## What is being asked
Write out word for word the entries that begin with the line containing "Reviewer note: every instance of the shower niche" and continue through the last entry below, including both the first and the last line.

## begin

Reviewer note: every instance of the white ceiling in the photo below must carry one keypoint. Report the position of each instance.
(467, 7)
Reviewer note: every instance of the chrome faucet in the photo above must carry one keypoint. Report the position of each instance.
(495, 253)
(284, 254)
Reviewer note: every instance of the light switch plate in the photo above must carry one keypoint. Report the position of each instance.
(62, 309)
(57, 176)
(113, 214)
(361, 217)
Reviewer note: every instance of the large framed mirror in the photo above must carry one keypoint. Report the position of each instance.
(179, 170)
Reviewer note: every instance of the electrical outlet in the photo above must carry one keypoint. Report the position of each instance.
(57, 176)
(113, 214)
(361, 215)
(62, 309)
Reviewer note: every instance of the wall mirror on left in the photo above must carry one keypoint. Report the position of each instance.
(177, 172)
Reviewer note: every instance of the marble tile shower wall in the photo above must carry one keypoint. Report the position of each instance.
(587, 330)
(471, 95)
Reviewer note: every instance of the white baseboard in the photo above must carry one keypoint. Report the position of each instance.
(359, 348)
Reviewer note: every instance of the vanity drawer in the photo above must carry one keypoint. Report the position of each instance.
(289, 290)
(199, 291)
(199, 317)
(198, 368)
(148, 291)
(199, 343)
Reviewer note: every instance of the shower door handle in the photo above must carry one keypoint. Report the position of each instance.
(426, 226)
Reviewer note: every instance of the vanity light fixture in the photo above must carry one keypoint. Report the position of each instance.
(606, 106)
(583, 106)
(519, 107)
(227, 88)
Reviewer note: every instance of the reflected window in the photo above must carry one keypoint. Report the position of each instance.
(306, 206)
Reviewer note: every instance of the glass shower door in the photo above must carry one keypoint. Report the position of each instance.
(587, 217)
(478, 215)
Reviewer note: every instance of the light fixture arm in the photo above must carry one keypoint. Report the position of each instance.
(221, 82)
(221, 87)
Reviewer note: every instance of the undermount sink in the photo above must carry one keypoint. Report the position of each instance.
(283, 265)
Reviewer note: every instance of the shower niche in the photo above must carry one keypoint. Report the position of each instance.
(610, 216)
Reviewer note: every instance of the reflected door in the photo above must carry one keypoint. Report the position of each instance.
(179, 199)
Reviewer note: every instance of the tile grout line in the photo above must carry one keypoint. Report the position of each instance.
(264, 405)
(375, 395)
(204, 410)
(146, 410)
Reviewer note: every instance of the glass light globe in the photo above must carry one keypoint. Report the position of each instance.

## end

## Reply
Reviewer note: every instance of the shower niche in the photo above must carry one keypoint. Report the position of each instance.
(610, 216)
Reviewer note: every instance of the reflected door in the photo above must carry one keypoint. Report the position of each instance.
(179, 199)
Reviewer note: every instance of the tile grout line in the photo above must carry one keypoint. Report the position of each instance.
(264, 405)
(375, 395)
(204, 410)
(146, 410)
Reviewer note: every instance of the glass light globe in the photo above must carry one keypoint. Report the position of each instance.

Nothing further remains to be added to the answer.